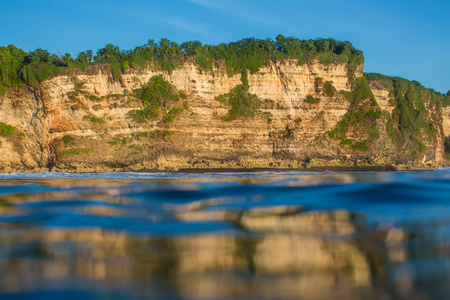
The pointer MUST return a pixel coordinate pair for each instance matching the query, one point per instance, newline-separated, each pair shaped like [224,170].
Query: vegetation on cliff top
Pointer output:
[18,67]
[411,121]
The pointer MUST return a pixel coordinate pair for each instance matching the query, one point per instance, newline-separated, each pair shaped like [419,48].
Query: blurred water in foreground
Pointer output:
[268,235]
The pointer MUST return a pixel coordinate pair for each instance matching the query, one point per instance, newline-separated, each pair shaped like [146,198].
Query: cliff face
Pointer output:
[81,122]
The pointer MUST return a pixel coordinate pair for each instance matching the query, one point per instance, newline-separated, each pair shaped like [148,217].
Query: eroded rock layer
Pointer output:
[81,121]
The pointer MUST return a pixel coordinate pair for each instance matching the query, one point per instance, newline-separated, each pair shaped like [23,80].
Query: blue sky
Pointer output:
[405,38]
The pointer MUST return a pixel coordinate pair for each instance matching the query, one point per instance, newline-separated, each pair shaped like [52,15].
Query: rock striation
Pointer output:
[81,122]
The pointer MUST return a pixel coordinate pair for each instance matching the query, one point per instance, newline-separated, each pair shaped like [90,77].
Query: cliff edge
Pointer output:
[288,116]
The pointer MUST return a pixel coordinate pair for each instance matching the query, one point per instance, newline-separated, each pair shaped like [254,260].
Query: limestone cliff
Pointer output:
[80,121]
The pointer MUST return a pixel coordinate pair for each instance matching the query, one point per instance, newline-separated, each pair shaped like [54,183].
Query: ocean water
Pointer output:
[266,235]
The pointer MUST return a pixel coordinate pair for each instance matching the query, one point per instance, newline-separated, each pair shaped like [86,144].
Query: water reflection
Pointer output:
[295,237]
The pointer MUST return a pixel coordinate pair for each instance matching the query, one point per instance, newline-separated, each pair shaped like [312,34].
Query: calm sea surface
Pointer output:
[268,235]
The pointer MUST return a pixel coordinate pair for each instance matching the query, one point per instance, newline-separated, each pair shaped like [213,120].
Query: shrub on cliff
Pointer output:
[18,67]
[243,103]
[364,111]
[311,100]
[158,93]
[6,129]
[410,120]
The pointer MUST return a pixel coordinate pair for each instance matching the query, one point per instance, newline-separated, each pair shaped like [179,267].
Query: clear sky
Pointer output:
[406,38]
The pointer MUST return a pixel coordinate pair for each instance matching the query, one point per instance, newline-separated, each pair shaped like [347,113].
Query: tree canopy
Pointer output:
[18,67]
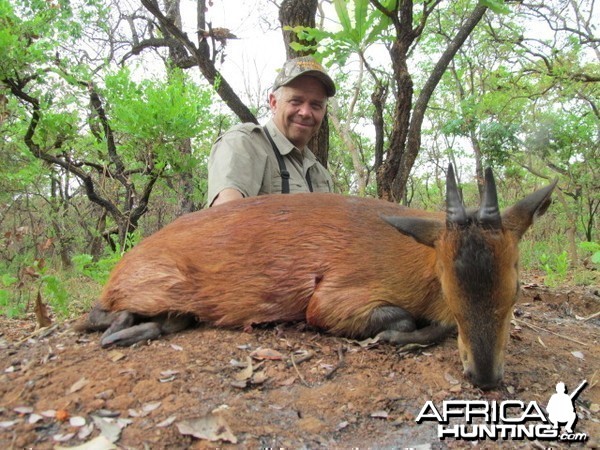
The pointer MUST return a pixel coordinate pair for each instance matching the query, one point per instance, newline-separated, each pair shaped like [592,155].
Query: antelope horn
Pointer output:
[489,212]
[455,211]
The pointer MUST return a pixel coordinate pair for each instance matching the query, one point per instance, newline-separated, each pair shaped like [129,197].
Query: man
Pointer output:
[251,160]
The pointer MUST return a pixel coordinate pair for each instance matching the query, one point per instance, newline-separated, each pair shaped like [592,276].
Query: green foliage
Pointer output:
[594,249]
[8,306]
[556,267]
[361,27]
[96,270]
[498,6]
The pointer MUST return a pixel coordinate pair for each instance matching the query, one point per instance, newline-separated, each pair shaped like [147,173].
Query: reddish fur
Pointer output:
[256,260]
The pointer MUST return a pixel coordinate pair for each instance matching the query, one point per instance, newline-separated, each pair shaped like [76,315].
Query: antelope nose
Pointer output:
[484,383]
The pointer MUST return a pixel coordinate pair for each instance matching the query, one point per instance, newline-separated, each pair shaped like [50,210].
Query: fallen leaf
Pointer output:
[450,379]
[34,418]
[9,423]
[63,437]
[78,385]
[166,422]
[98,443]
[577,354]
[23,410]
[211,427]
[77,421]
[241,384]
[41,312]
[115,355]
[85,431]
[110,430]
[266,353]
[287,382]
[149,407]
[246,373]
[456,388]
[342,425]
[62,415]
[380,414]
[259,377]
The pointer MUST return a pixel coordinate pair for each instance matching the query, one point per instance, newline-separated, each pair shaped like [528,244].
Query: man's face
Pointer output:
[299,108]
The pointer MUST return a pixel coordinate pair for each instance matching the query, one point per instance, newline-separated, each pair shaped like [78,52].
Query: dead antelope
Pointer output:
[355,267]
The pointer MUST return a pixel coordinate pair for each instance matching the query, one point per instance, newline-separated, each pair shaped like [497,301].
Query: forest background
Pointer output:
[108,110]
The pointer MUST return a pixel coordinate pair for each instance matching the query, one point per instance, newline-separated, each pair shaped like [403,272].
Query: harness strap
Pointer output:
[285,175]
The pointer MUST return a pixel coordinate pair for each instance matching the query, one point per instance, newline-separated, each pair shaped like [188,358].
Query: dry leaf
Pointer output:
[380,414]
[259,377]
[63,437]
[77,421]
[211,427]
[41,312]
[110,430]
[166,422]
[577,354]
[23,409]
[78,385]
[266,353]
[246,373]
[115,355]
[98,443]
[62,415]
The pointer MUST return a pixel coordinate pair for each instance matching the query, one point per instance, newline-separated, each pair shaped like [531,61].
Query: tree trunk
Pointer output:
[405,142]
[295,13]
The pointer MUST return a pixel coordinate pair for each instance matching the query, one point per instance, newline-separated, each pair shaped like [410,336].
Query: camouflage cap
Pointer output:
[304,65]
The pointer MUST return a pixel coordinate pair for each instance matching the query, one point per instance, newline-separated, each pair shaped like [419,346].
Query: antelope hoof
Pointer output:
[131,335]
[431,334]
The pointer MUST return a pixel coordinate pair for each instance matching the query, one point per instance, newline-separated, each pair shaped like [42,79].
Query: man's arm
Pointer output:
[226,195]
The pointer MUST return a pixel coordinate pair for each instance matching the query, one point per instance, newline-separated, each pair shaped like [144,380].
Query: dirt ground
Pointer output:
[301,389]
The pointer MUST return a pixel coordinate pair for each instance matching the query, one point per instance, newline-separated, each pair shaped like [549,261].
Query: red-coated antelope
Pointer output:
[354,267]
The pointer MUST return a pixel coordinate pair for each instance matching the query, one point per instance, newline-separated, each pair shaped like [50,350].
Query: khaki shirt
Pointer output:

§

#### [Task]
Filter the records above for "rock" and copy every matching line.

#### [Response box]
Query: eroded rock layer
Query: rock striation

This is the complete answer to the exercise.